━━━━━ DATA SHOWN ━━━━━
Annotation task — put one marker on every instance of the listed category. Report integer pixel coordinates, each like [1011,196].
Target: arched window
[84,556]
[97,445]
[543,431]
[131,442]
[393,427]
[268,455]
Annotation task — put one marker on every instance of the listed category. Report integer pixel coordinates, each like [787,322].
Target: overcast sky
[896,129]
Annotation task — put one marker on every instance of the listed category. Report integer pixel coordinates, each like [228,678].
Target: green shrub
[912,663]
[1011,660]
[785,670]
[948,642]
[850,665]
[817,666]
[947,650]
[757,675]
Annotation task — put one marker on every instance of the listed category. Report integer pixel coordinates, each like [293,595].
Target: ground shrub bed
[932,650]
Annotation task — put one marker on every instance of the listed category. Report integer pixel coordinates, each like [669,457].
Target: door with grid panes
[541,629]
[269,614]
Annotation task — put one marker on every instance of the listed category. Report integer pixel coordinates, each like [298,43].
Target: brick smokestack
━━━━━
> _WHAT YOU HAVE TO DO_
Nothing but the lines from the line that contains "Target: ground shrub bed" to the last line of the records above should appear in the answer; please copy them exactly.

> _WRITTEN RESPONSE_
Target: ground shrub bed
[932,650]
Annotation task — put one marker on every instance of the listed category. Report integer pixel coordinates, each like [669,457].
Target: door with grid panes
[541,629]
[269,614]
Annotation task — put one marker on every instance of the listed category. Report integer pixel coordinates, each like [298,43].
Target: brick smokestack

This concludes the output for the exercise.